Exercise objective: Every entry in the listing below has to be transcribed exactly.

^^^^^^^^^^^^^^^^

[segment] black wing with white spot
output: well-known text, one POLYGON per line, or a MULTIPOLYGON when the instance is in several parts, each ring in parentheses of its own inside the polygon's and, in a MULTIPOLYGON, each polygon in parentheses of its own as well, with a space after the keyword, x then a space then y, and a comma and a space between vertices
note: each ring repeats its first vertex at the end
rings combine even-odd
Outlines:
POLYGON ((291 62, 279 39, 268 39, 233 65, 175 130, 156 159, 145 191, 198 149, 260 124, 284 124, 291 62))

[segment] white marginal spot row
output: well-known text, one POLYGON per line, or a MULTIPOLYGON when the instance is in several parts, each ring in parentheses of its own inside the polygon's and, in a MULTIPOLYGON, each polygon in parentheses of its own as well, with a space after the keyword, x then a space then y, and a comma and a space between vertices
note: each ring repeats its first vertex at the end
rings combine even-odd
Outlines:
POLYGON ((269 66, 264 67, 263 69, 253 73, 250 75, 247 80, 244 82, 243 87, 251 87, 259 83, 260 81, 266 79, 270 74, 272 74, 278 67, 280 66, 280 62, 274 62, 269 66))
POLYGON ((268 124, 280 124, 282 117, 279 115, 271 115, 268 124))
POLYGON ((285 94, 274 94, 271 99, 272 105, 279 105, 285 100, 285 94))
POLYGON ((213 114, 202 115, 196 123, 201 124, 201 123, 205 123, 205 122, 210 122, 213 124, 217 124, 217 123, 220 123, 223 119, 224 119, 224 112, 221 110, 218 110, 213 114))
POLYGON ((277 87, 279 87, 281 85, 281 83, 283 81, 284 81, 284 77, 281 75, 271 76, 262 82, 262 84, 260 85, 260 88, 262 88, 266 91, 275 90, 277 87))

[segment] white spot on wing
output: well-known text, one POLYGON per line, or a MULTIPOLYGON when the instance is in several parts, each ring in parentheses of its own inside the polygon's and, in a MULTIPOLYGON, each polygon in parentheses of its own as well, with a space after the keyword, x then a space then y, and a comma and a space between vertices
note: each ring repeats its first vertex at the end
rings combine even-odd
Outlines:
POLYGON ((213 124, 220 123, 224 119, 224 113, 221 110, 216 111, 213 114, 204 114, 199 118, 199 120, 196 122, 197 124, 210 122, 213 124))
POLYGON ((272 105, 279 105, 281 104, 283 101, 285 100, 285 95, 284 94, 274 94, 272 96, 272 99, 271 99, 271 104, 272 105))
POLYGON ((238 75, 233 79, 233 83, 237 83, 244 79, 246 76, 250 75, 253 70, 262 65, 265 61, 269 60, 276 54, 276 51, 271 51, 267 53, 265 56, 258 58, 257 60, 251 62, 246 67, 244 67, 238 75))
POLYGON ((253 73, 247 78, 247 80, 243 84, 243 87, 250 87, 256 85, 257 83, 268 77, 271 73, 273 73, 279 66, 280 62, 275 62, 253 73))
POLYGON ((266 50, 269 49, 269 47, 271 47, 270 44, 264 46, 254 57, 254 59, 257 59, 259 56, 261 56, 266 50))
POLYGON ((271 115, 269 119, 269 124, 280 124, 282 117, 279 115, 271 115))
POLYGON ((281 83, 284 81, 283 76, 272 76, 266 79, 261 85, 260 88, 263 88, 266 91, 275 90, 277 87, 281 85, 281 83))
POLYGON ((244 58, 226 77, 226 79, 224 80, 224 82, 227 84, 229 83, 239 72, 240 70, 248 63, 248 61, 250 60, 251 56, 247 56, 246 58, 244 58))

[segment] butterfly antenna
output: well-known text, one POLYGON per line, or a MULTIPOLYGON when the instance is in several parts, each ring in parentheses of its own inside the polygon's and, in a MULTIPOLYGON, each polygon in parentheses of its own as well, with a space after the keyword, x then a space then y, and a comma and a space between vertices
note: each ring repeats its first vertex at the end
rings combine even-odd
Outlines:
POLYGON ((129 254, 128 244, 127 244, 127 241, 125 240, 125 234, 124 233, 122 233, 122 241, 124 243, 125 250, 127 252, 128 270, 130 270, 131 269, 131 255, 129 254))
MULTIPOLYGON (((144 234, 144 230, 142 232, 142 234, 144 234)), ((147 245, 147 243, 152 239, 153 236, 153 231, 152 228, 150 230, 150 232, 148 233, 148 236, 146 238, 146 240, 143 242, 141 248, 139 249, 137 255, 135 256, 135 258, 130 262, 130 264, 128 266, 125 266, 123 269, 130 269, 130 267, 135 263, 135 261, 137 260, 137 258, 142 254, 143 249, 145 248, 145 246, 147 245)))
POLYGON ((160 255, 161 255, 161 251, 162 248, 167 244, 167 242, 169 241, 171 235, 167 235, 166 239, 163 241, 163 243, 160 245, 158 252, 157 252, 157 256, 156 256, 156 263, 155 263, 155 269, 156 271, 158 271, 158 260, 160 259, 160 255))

^^^^^^^^^^^^^^^^

Response for this exercise:
[segment] black wing with white spot
output: well-known text, one POLYGON per line, or a MULTIPOLYGON when the instance is in several parts, each ring in parentheses of its own inside the polygon's and, in a MULTIPOLYGON, each polygon in parentheses of its own as well, with a space after the keyword, x then a space then y, and a comma and a space between vertices
note: each ring repeats its first vertex at the end
rings combine even-odd
Outlines:
POLYGON ((291 62, 279 39, 268 39, 233 65, 175 130, 156 159, 145 191, 198 149, 260 124, 284 124, 291 62))

[segment] white marginal spot row
output: well-known text, one POLYGON per line, or a MULTIPOLYGON when the instance is in several parts, each ring in parentheses of its own inside the polygon's and, in a MULTIPOLYGON, each polygon in parentheses of its own as well, with a space after the keyword, x then a space then y, and a comma and a space between vertices
note: each ring repeats its first vertex at the end
rings combine even-odd
Outlines:
POLYGON ((269 66, 264 67, 263 69, 253 73, 250 75, 247 80, 244 82, 243 87, 251 87, 259 83, 260 81, 266 79, 270 74, 272 74, 278 67, 280 66, 280 62, 274 62, 269 66))
POLYGON ((268 124, 280 124, 282 117, 279 115, 271 115, 268 124))
POLYGON ((285 94, 274 94, 271 99, 272 105, 279 105, 285 100, 285 94))
POLYGON ((213 114, 202 115, 196 123, 201 124, 201 123, 205 123, 205 122, 210 122, 213 124, 217 124, 217 123, 220 123, 223 119, 224 119, 224 112, 221 110, 218 110, 213 114))
POLYGON ((277 87, 279 87, 281 85, 281 83, 283 81, 284 81, 284 77, 281 75, 271 76, 262 82, 262 84, 260 85, 260 88, 262 88, 266 91, 275 90, 277 87))

[segment] white spot on wing
output: well-known text, one POLYGON per line, or a MULTIPOLYGON when the instance is in several parts, each ring in parentheses of its own inside the polygon's and, in a MULTIPOLYGON, each polygon in parentheses of its own as well, with a space after the keyword, x then a space then y, and a comma and a space between vertices
note: each ring repeats its first vertex at the end
rings combine even-odd
Outlines:
POLYGON ((213 124, 220 123, 224 119, 224 113, 221 110, 216 111, 213 114, 204 114, 199 118, 199 120, 196 122, 197 124, 210 122, 213 124))
POLYGON ((272 105, 279 105, 281 104, 283 101, 285 100, 285 95, 284 94, 274 94, 272 96, 272 99, 271 99, 271 104, 272 105))
POLYGON ((238 75, 233 79, 233 83, 237 83, 244 79, 246 76, 250 75, 253 70, 262 65, 265 61, 269 60, 276 54, 276 51, 271 51, 267 53, 265 56, 258 58, 257 60, 251 62, 246 67, 244 67, 238 75))
POLYGON ((253 73, 247 78, 247 80, 243 84, 243 87, 250 87, 256 85, 257 83, 268 77, 271 73, 273 73, 279 66, 280 62, 275 62, 253 73))
POLYGON ((266 50, 269 49, 269 47, 271 47, 270 44, 264 46, 254 57, 254 59, 257 59, 259 56, 261 56, 266 50))
POLYGON ((271 115, 269 119, 269 124, 280 124, 282 117, 279 115, 271 115))
POLYGON ((281 83, 284 81, 283 76, 272 76, 266 79, 261 85, 260 88, 263 88, 266 91, 275 90, 277 87, 281 85, 281 83))
POLYGON ((244 58, 226 77, 226 79, 224 80, 224 82, 227 84, 229 83, 239 72, 240 70, 248 63, 248 61, 250 60, 251 56, 247 56, 246 58, 244 58))

[segment] butterfly antenna
output: well-known text, one POLYGON per line, or a MULTIPOLYGON when the instance is in several parts, each ring in parentheses of its own inside the polygon's and, in a MULTIPOLYGON, each polygon in parentheses of its own as well, with a space after the keyword, x then a space then y, and a comma and a space between vertices
note: each ring repeats its first vertex at the end
rings combine even-odd
Outlines:
POLYGON ((129 254, 128 244, 127 244, 127 241, 125 240, 125 234, 124 233, 122 233, 122 241, 124 243, 125 250, 127 252, 128 270, 130 270, 131 269, 131 255, 129 254))
MULTIPOLYGON (((144 234, 144 230, 142 232, 142 234, 144 234)), ((147 245, 147 243, 152 239, 153 236, 153 231, 152 228, 150 230, 150 232, 148 233, 148 236, 146 238, 146 240, 143 242, 141 248, 139 249, 137 255, 135 256, 135 258, 130 262, 130 264, 128 266, 125 266, 123 269, 130 269, 130 267, 135 263, 135 261, 137 260, 137 258, 142 254, 143 249, 145 248, 145 246, 147 245)))
POLYGON ((160 255, 161 255, 161 251, 162 248, 167 244, 167 242, 169 241, 171 235, 167 235, 166 239, 163 241, 163 243, 160 245, 158 252, 157 252, 157 256, 156 256, 156 263, 155 263, 155 269, 156 271, 158 271, 158 260, 160 259, 160 255))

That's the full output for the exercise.